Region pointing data
---*---
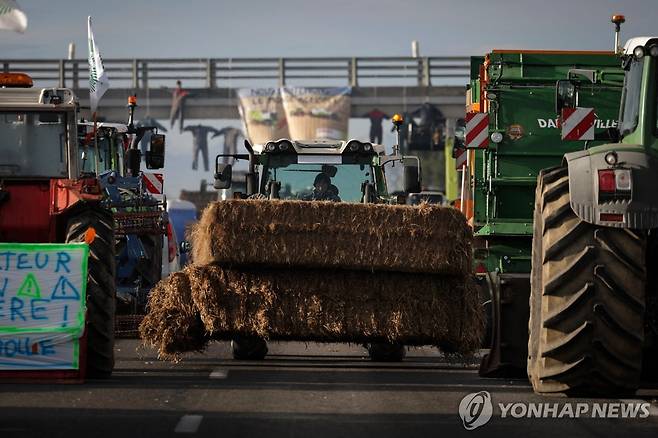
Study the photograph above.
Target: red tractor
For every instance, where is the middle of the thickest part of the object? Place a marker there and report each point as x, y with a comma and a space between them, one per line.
49, 193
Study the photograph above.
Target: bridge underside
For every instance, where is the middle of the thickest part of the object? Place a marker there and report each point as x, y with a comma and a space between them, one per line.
222, 103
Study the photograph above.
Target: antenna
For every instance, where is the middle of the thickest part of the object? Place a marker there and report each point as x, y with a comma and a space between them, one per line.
618, 19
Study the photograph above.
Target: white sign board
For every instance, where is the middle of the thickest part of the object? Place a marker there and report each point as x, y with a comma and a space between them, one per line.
42, 305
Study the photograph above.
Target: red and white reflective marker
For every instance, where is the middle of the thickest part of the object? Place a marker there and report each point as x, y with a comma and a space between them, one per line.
477, 130
154, 183
577, 123
460, 159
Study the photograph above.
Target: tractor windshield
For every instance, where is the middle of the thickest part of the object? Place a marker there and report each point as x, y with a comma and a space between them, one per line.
109, 154
301, 181
33, 144
630, 99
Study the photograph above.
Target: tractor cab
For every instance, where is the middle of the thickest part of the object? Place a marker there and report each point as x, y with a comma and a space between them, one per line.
41, 173
36, 127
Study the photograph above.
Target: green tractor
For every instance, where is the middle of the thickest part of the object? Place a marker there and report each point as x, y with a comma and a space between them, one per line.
516, 90
594, 304
340, 171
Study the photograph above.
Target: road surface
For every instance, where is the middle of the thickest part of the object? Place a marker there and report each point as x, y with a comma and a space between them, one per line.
300, 390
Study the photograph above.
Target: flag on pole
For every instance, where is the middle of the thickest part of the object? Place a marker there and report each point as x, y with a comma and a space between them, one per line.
12, 17
98, 81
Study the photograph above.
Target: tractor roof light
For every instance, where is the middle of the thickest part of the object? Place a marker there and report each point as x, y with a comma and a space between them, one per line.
611, 158
284, 145
15, 80
496, 137
618, 19
607, 181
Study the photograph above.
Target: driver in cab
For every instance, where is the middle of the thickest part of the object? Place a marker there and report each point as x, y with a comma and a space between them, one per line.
323, 190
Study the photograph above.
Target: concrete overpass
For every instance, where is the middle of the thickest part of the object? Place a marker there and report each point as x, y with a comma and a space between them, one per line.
391, 84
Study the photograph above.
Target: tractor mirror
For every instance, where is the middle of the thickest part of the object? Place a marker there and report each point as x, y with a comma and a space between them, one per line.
565, 95
155, 155
411, 175
223, 176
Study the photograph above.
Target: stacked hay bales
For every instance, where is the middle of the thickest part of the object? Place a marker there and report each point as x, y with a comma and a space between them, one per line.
321, 271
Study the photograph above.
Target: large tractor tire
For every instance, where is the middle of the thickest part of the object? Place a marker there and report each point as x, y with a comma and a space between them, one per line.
249, 348
101, 288
587, 299
386, 352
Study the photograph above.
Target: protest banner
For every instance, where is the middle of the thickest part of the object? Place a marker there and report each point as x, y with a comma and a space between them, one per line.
262, 114
317, 113
42, 305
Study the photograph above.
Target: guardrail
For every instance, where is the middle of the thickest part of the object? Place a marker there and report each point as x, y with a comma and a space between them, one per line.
240, 72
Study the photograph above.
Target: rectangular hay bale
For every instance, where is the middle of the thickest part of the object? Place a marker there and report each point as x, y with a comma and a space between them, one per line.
324, 306
371, 237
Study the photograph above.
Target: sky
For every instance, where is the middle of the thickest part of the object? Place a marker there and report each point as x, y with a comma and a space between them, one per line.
280, 28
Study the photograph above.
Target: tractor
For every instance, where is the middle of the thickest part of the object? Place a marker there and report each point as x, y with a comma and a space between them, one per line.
140, 217
50, 193
594, 299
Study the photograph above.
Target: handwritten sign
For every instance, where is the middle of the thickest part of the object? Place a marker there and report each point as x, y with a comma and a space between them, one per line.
42, 305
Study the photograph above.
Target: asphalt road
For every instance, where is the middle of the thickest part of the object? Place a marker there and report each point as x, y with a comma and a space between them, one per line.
298, 391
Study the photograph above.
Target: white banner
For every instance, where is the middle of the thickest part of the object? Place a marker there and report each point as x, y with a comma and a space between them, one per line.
98, 80
42, 305
12, 17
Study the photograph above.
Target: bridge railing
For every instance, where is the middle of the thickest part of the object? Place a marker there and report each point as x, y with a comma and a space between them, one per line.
240, 72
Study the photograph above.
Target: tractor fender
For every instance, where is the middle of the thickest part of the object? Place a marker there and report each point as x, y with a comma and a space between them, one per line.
640, 210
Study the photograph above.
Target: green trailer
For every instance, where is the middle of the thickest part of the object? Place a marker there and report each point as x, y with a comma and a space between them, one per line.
517, 89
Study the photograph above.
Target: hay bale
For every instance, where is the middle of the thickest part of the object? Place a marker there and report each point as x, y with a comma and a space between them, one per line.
371, 237
326, 306
172, 324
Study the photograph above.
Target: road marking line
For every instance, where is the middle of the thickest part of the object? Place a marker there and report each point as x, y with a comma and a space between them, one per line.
188, 424
219, 373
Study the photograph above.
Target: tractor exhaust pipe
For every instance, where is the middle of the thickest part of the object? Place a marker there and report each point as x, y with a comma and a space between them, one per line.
617, 20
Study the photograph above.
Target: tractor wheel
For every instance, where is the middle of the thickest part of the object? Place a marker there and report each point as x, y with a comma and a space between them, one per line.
249, 348
587, 303
546, 176
101, 290
386, 352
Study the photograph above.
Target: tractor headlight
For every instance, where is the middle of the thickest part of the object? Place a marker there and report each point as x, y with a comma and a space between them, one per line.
653, 50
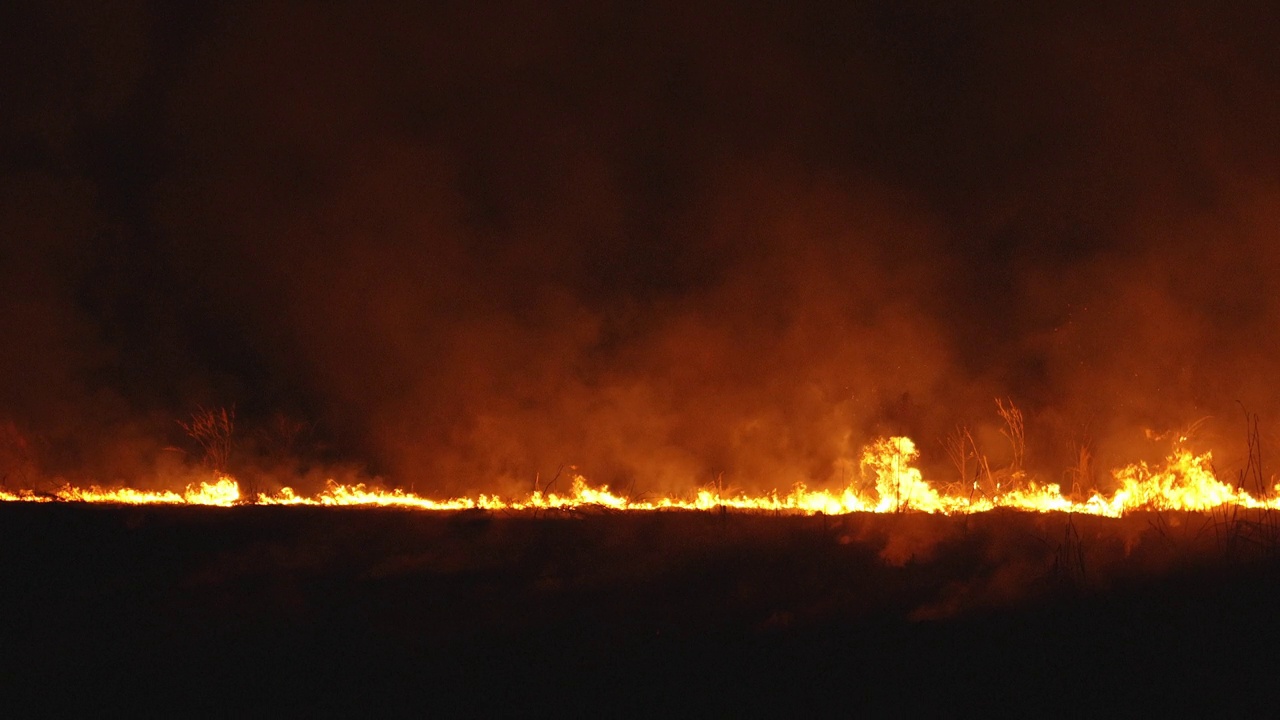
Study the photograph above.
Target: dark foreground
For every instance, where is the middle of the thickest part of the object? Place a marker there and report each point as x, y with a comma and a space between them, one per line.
357, 613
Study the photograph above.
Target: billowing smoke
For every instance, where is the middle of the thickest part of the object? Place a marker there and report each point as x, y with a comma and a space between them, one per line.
465, 247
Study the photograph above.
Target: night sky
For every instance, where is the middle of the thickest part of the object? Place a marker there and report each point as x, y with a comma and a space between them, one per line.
464, 245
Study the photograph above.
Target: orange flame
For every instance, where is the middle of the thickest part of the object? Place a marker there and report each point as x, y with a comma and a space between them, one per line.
1185, 482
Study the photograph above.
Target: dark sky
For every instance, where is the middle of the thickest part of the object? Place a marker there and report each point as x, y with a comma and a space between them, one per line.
471, 242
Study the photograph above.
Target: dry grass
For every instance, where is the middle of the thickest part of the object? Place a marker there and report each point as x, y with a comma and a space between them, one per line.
213, 431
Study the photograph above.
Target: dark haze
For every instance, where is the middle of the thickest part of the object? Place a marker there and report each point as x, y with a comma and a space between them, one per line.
462, 245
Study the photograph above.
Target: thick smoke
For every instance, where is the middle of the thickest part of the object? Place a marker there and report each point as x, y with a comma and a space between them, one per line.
465, 247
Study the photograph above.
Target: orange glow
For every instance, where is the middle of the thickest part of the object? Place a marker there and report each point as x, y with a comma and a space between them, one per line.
888, 483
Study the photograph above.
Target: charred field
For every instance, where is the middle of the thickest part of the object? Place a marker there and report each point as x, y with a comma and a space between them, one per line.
338, 611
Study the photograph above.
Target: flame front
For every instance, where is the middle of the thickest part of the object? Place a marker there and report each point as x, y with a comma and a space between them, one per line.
890, 483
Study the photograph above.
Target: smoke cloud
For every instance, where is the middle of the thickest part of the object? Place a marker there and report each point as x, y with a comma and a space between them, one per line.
465, 246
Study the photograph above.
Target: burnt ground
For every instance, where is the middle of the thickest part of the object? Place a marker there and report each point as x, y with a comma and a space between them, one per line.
355, 613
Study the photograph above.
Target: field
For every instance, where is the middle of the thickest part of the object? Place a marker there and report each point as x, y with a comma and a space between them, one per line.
364, 611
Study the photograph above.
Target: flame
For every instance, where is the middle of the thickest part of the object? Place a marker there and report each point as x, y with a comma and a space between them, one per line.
888, 483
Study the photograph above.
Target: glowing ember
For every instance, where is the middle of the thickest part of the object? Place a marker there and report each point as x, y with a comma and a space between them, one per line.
890, 483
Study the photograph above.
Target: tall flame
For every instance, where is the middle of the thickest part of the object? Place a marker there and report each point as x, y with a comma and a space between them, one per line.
892, 484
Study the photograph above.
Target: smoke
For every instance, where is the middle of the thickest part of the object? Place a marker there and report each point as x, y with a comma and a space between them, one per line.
465, 249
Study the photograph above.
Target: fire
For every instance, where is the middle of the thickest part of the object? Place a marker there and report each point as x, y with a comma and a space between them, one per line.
890, 482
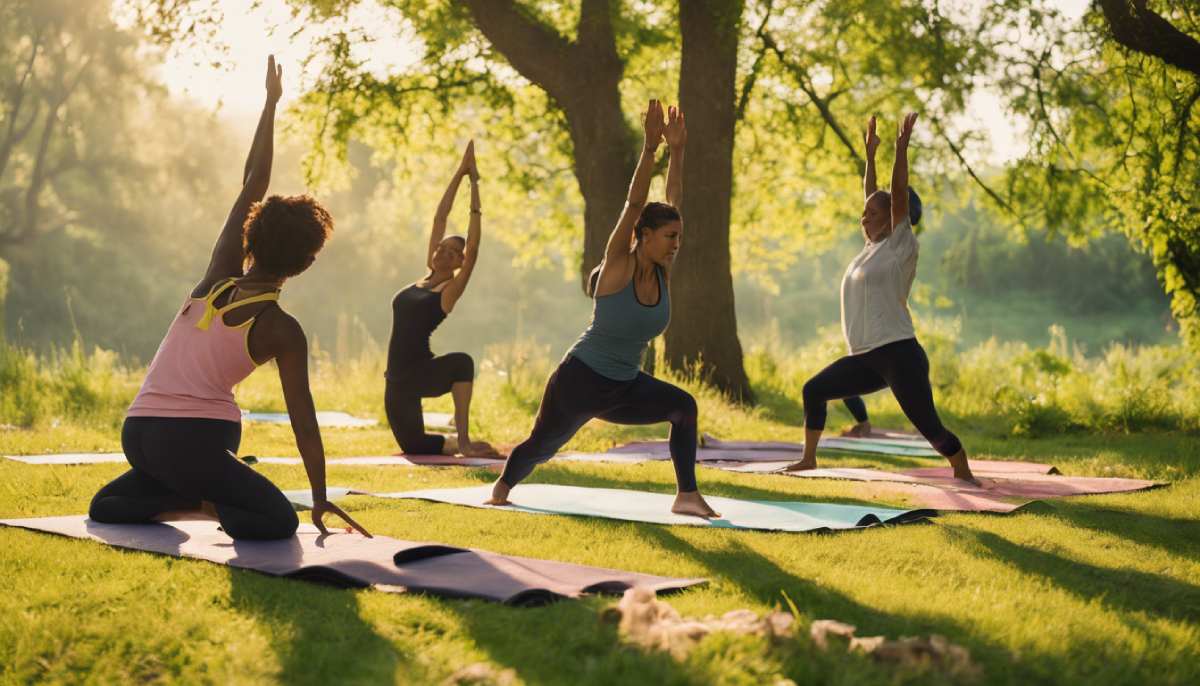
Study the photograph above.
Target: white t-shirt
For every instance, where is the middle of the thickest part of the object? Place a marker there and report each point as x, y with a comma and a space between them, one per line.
875, 292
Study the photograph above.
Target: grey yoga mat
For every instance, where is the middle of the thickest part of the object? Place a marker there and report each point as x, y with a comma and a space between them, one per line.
351, 560
655, 507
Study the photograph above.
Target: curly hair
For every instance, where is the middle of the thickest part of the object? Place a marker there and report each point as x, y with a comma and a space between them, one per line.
655, 216
283, 233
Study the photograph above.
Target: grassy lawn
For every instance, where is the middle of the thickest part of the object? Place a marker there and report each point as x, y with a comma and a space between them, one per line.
1098, 589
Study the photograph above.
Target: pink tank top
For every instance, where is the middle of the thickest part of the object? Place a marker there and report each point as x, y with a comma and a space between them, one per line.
199, 361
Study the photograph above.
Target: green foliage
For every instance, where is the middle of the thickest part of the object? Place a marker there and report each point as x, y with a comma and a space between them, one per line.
1115, 145
67, 385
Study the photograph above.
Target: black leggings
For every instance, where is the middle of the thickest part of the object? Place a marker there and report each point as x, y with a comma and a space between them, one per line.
402, 398
857, 408
576, 393
901, 366
178, 462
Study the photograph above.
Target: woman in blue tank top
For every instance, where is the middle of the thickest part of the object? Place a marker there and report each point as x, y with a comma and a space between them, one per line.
600, 375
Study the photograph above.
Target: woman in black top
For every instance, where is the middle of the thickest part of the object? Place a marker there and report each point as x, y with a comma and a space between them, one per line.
413, 371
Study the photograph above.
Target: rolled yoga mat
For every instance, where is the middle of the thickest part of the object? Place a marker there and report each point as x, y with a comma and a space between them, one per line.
351, 560
655, 507
1007, 486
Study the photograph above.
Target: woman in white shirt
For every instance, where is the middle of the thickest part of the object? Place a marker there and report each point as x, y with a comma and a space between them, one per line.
875, 320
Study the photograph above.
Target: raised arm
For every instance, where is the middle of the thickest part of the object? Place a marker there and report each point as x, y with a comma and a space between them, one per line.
615, 268
439, 218
873, 143
227, 253
457, 286
676, 136
900, 172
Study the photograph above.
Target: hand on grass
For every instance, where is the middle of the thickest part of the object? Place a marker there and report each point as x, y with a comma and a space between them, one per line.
319, 509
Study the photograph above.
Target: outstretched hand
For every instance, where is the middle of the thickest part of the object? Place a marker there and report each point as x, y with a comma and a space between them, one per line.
274, 79
870, 139
653, 124
676, 132
467, 167
906, 128
319, 509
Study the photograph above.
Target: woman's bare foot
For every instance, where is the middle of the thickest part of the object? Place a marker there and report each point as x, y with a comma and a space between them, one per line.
499, 494
862, 429
693, 503
802, 465
961, 468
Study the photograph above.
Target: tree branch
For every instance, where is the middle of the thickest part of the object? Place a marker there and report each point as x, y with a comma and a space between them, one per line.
802, 79
1145, 31
748, 85
537, 50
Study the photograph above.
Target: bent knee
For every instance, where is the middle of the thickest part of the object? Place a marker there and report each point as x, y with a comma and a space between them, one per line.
462, 367
269, 527
687, 410
107, 510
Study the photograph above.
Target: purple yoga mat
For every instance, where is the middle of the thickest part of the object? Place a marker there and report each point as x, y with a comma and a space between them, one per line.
1006, 485
355, 561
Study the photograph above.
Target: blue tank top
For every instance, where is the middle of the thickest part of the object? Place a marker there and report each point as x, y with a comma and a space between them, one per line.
621, 328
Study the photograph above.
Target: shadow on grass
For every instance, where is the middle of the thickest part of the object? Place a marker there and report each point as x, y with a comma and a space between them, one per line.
316, 631
1123, 590
1169, 534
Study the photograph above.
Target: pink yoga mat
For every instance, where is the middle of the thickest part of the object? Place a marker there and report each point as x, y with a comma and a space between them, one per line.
1005, 483
352, 560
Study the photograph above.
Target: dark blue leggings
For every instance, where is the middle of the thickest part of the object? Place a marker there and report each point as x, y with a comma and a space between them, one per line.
900, 366
576, 393
178, 462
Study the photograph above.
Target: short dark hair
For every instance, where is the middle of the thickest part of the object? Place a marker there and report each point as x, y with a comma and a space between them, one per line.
915, 210
654, 216
282, 234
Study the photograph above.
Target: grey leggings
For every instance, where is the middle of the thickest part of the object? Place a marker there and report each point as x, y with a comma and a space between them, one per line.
178, 462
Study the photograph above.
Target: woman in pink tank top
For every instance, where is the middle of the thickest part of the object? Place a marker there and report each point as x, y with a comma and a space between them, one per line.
183, 431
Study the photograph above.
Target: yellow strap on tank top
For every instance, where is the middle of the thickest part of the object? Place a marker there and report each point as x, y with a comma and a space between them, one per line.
211, 311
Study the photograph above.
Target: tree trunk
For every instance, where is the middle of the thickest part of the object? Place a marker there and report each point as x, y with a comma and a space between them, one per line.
703, 324
605, 155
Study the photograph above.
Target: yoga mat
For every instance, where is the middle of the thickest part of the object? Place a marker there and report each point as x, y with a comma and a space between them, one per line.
889, 434
1005, 486
655, 507
769, 451
351, 560
324, 419
69, 458
364, 461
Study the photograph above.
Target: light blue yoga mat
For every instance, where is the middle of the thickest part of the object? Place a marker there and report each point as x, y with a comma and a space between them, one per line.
876, 445
655, 507
324, 419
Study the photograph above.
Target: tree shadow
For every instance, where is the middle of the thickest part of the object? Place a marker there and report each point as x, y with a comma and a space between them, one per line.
1123, 589
316, 631
1169, 534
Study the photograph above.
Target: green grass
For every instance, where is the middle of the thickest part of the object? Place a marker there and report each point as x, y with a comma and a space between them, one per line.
1098, 589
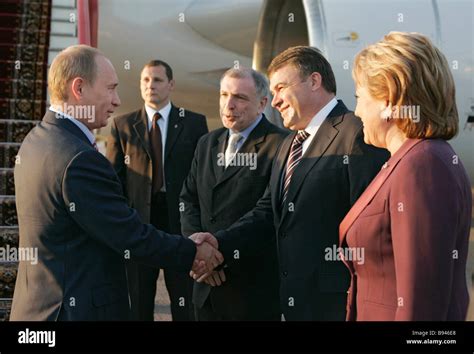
---*---
- [Work task]:
Among the records above, a stretch begins at the line containing "Target: black leggings" and ends at the line containing "Target: woman in blue tank top". Restate that stretch word for word, and nothing else.

- [Answer for the task]:
Target: black leggings
For every instance, where is the middle of the thickest part of the object? Place a marker there and report each point as x, y with a comma and a space between them, one per line.
402, 398
857, 408
576, 393
901, 366
178, 462
Study the photograph above.
Target: woman in blue tank top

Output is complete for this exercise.